- [Point annotation dataset records]:
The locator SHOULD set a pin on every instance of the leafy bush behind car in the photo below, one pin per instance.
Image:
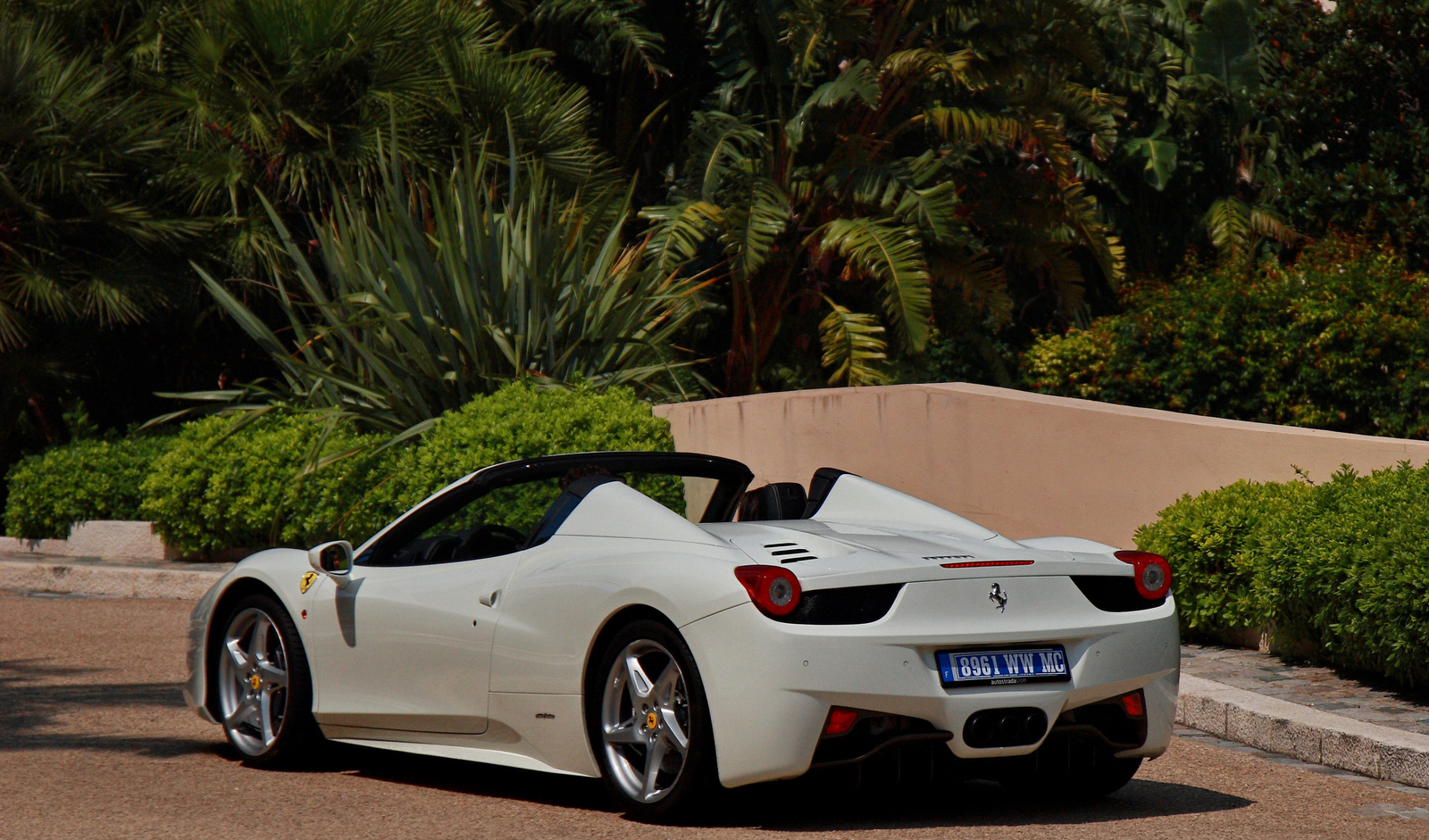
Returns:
(83, 480)
(213, 487)
(1342, 564)
(521, 421)
(221, 489)
(1340, 339)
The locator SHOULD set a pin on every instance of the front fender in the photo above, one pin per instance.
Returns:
(278, 570)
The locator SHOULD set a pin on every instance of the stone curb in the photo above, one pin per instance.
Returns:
(1309, 735)
(136, 582)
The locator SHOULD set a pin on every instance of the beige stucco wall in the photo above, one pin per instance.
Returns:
(1025, 464)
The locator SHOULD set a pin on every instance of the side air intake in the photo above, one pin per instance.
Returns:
(790, 552)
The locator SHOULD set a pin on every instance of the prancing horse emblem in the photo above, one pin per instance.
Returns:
(998, 597)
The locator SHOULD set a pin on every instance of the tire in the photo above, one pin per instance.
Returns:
(264, 692)
(650, 711)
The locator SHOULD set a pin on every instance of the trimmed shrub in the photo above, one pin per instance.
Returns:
(1336, 340)
(221, 489)
(521, 421)
(79, 482)
(1343, 564)
(214, 489)
(1212, 543)
(1350, 568)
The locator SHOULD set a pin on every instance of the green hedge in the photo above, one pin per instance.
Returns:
(212, 487)
(1343, 564)
(83, 480)
(521, 421)
(221, 489)
(1336, 340)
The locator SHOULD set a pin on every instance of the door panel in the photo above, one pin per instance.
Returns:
(406, 646)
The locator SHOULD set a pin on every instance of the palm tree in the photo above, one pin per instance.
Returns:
(293, 100)
(898, 145)
(82, 223)
(440, 287)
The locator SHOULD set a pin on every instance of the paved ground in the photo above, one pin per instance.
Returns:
(1324, 689)
(95, 743)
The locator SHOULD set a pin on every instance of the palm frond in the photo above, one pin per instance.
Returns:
(852, 347)
(892, 254)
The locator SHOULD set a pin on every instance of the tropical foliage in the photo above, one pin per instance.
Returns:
(1338, 568)
(1338, 339)
(1350, 92)
(883, 146)
(440, 289)
(749, 195)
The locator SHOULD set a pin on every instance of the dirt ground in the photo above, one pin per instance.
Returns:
(95, 742)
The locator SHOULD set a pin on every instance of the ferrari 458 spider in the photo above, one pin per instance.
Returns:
(645, 619)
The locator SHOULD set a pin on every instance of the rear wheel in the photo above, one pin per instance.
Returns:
(264, 690)
(649, 725)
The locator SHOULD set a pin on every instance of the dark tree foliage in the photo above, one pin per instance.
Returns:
(1350, 93)
(1340, 339)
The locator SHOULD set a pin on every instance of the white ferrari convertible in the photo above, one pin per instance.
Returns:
(647, 619)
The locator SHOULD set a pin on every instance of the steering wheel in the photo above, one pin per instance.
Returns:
(440, 550)
(489, 540)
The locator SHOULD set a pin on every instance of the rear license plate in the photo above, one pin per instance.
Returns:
(1002, 668)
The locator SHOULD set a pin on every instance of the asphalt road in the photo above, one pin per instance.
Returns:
(95, 742)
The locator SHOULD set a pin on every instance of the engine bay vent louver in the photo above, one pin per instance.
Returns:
(790, 552)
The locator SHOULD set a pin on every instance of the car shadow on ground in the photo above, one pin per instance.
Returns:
(966, 803)
(802, 804)
(36, 696)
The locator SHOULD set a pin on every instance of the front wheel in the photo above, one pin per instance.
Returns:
(264, 690)
(649, 725)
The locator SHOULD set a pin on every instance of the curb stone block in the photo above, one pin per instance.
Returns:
(1404, 764)
(1202, 713)
(1305, 733)
(1350, 752)
(1274, 733)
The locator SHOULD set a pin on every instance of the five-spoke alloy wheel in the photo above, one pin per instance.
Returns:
(652, 728)
(263, 692)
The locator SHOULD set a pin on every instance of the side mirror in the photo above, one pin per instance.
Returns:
(332, 559)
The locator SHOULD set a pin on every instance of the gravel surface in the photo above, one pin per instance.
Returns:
(95, 742)
(1318, 687)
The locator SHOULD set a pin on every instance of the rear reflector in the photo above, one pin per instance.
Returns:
(986, 563)
(840, 720)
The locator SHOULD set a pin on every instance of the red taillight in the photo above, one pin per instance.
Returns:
(840, 720)
(773, 590)
(1152, 573)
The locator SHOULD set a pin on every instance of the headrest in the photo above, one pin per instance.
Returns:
(779, 500)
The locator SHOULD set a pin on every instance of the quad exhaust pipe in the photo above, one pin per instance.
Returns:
(1005, 728)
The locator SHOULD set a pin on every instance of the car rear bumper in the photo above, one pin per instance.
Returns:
(771, 685)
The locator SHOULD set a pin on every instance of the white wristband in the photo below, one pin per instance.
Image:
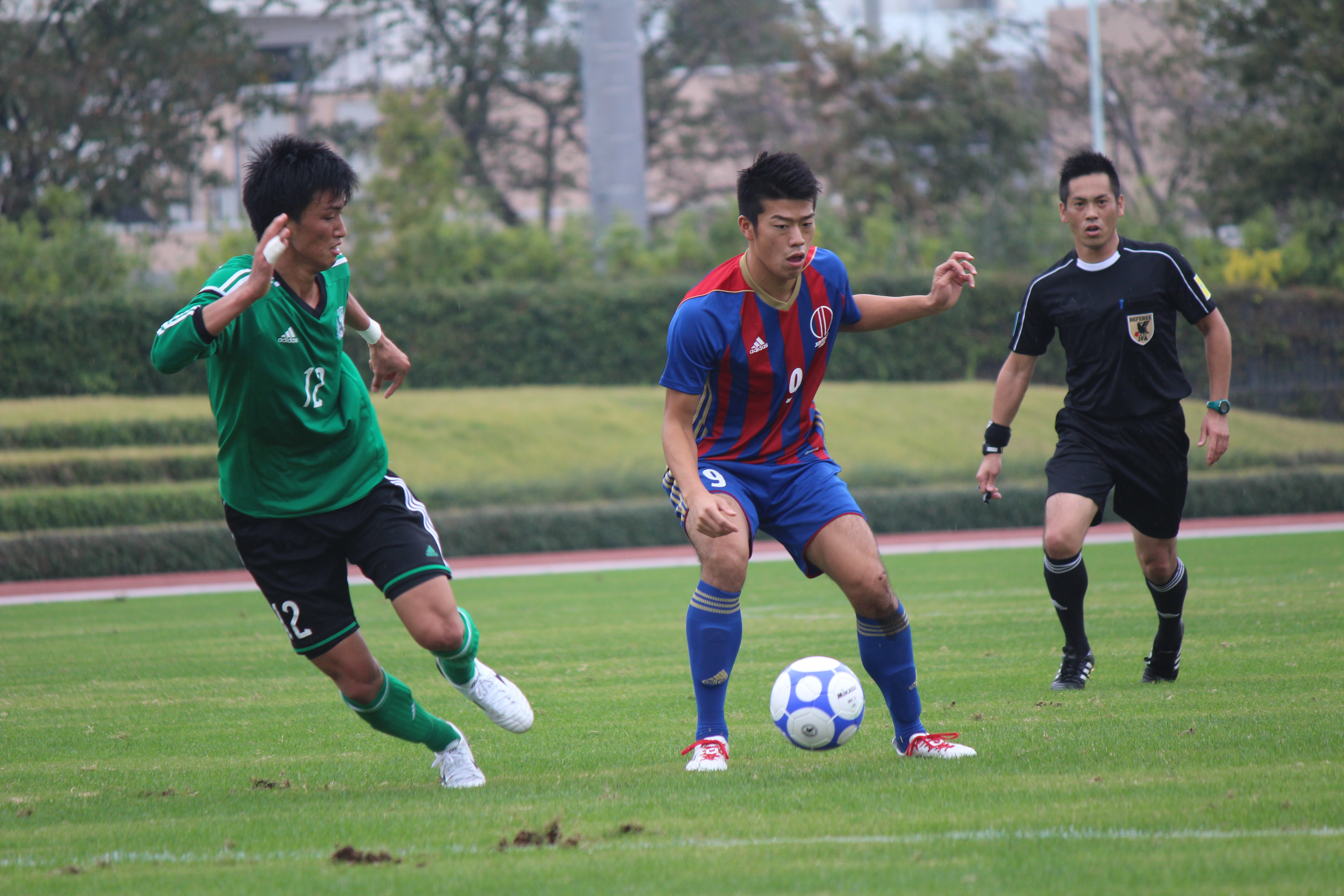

- [YOUR GOAL]:
Copy out every item above word for word, leaving out the pictures.

- [FINISHED EXERCISE]:
The locator SHOULD set a pin on every instance of the leafy bush behind car in the photo below, one pin per instance.
Image:
Returns:
(83, 480)
(213, 487)
(1342, 564)
(521, 421)
(221, 489)
(1340, 339)
The locator SHOULD set a pin on every instance of the front fender in the photo above, one pin per instance.
Returns:
(278, 570)
The locator SHOULD set a pin on every instance of the stone curb in the photo above, one pin per instance.
Returns:
(1309, 735)
(136, 582)
The locator SHOULD set a pin on every instance of the beige stucco wall in the photo above, one pin per instance.
Returns:
(1025, 464)
The locator SHOULD set a pin on every instance of the side air intake in the photo above, one pin per instance.
Returns:
(790, 552)
The locator SHOULD set a pin on every instance of the prancing horse emblem in the photo above, one pin per instance.
Returns:
(998, 597)
The locator SHOULD set a pin on every instance of the tire in the photo above, one pin per instance.
Returns:
(264, 692)
(650, 711)
The locator SHOULD set a pin on every instance of the trimmed shrub in the photo above, one pin per instance.
Returns:
(1336, 340)
(221, 489)
(521, 421)
(79, 482)
(1343, 564)
(214, 489)
(1212, 543)
(1350, 568)
The locator SHOULD set a pin on every instance of the green hedge in the photo above, one pin per instance.
Returns:
(212, 487)
(1343, 564)
(83, 480)
(521, 421)
(221, 489)
(1336, 340)
The locator SHOULD set a pin on every instance of the door panel in the photo above, one pin per instance.
Returns:
(406, 646)
The locator SHOULD set a pin on every instance of the palm tree in the photo above, one pin per instance.
Returns:
(293, 100)
(898, 145)
(82, 223)
(440, 287)
The locator SHOULD set a pin on every instance of the paved ground in the photo above, one pin per instance.
Returns:
(1324, 689)
(95, 743)
The locator SHOULD set a pin on every instance of the palm frond in the photo above, one pin per instance.
Returns:
(852, 347)
(892, 254)
The locator SHOULD set a pin on every instance of the tropical foliage in the photo above, one pin per instance.
Returns:
(1338, 568)
(1338, 339)
(1350, 92)
(883, 146)
(440, 289)
(749, 195)
The locator SHOULD set a pin on every instance of the dirt ground in the photo above, one pin per instance.
Returns:
(95, 742)
The locator SHOULD set a pin on every instance of the ferrari 458 spider in the photo above, one pin per instance.
Returns:
(645, 619)
The locator SHOULD set a pin on every instance of the rear wheel in the photo above, one pin per instance.
Returns:
(264, 690)
(649, 725)
The locator SHOULD set a pin on every instance of the dark tree foliage in the photo above, one pin per instance.
Returns:
(1350, 93)
(1340, 339)
The locator SHOULD set a pin on every instance of the white ferrari convertible in the photo above, one pin per instance.
Returns:
(647, 619)
The locator SHOULD set a pin on every instance of the steering wheel in the photo above, one pin per instance.
Returns:
(440, 550)
(489, 540)
The locator SHOULD set a pin on every instance of the rear license plate in the photo above, one pin per instance.
Returns:
(1002, 668)
The locator SHOULD set a pin on every instance of the asphalt road in the photo above, one pin per instance.
Returns:
(95, 742)
The locator SHOULD set a pin on every instance of the engine bay vent louver in the photo above, one pin per instance.
Returns:
(790, 552)
The locator SHOULD set a pin on every instance of the car shadow on ground in the photo above, one pin per instance.
Returns:
(966, 803)
(802, 804)
(36, 696)
The locator SHOULD set a pin on every instance of the front wheel in the photo above, one pin per instance.
Returns:
(264, 690)
(649, 725)
The locator SHOULD set a pin on every instance of the curb stone block in the photo above, one pin per instance.
Returns:
(1404, 764)
(1202, 713)
(1305, 733)
(1350, 752)
(1274, 733)
The locator SHOULD set a pin on every instance of the five-spoke alloy wheel in the photo above, one pin per instance.
Returns:
(652, 728)
(263, 692)
The locator SHOULD set a pin on every instance of the side mirror in the photo above, one pin per instance.
Returns:
(332, 559)
The locator SHOULD set a pin on every instance of the gravel surface in the photo above, one pin per instance.
Returns:
(95, 742)
(1318, 687)
The locator SHOULD set a pin on every instance of the rear reflector in the photo above, one pin per instance.
Returns:
(986, 563)
(840, 720)
The locator SHOULD set a pin on every instance of the red taillight in the photo above, one pin per instance.
Returns:
(840, 720)
(773, 590)
(1152, 573)
The locator SHOULD set a pin on every instance of the headrest in the photo above, one pin per instance.
Returns:
(779, 500)
The locator SHOULD set a pin on every instance of the quad exhaust pipe in the photo above, one pin per instance.
Returns:
(1005, 728)
The locator SHOULD set a pin on every instance of the car rear bumper in the photo above, one pin per instance.
Returns:
(771, 685)
The locator SHOULD set a pin on every instance of the white wristband in the photo below, one pin per instance.
Image:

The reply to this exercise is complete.